AIM –
Reproduce the records starting at the line that contains "Return the mask of every instance of the green" and ending at the line that contains "32 81 L 33 81", requests included. Multiply every viewBox value and path coordinate in the answers by 1.25 and round each result to a whole number, with halves rounded up.

--- Begin LISTED RECORDS ---

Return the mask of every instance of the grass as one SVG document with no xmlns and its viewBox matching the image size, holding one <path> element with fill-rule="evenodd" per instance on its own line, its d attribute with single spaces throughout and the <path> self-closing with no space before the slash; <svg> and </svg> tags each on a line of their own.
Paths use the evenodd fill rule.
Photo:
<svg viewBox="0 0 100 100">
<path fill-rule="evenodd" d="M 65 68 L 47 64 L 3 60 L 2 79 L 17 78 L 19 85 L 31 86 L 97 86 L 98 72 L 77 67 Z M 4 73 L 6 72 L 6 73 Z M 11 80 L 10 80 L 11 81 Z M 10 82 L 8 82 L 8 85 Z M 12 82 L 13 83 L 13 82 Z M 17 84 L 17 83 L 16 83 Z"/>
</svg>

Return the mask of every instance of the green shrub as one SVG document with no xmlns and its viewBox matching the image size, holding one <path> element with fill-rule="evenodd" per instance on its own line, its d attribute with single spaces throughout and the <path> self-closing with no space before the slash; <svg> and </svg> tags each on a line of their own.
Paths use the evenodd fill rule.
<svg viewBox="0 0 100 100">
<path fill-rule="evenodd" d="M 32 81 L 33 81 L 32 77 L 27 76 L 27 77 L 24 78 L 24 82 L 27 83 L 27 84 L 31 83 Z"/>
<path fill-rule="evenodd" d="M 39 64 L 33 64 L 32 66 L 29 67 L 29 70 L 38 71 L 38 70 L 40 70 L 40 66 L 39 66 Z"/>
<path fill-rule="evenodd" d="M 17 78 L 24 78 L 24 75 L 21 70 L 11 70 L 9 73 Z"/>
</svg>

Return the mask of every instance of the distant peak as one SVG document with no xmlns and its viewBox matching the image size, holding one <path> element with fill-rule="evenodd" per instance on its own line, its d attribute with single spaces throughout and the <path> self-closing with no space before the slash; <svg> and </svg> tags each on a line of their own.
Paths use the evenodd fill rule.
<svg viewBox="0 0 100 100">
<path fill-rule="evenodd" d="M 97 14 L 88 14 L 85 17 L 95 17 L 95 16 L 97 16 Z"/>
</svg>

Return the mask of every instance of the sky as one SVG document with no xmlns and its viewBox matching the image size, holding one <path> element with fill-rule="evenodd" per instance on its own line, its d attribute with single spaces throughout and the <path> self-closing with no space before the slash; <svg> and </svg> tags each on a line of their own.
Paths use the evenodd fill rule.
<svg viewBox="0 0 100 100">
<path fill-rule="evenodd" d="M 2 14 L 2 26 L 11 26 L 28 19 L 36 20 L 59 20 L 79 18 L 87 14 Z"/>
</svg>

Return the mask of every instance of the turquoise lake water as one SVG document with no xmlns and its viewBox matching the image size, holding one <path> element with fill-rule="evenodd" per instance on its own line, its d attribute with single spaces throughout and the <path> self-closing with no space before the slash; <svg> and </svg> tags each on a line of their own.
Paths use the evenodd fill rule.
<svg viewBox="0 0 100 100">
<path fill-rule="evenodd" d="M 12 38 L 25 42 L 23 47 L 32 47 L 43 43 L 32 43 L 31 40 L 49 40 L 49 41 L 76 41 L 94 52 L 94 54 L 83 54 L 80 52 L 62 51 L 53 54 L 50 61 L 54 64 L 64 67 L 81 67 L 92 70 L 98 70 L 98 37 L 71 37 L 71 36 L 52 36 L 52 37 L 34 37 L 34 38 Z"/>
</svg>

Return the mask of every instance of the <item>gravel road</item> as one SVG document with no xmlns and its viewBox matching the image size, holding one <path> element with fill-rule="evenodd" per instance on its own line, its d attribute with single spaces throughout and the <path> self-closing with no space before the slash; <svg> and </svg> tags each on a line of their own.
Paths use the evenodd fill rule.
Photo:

--- End LISTED RECORDS ---

ANSWER TO THE PROBLEM –
Return the mask of every instance of the green shrub as one SVG document with no xmlns and its viewBox matching the image size, holding one <path> element with fill-rule="evenodd" per instance on its own line, its d attribute with single spaces throughout and the <path> self-closing with no space before the slash; <svg> and </svg> tags each on a line of their own.
Paths use the evenodd fill rule.
<svg viewBox="0 0 125 125">
<path fill-rule="evenodd" d="M 40 101 L 41 101 L 40 96 L 34 95 L 34 96 L 30 98 L 30 103 L 34 104 L 34 105 L 39 104 Z"/>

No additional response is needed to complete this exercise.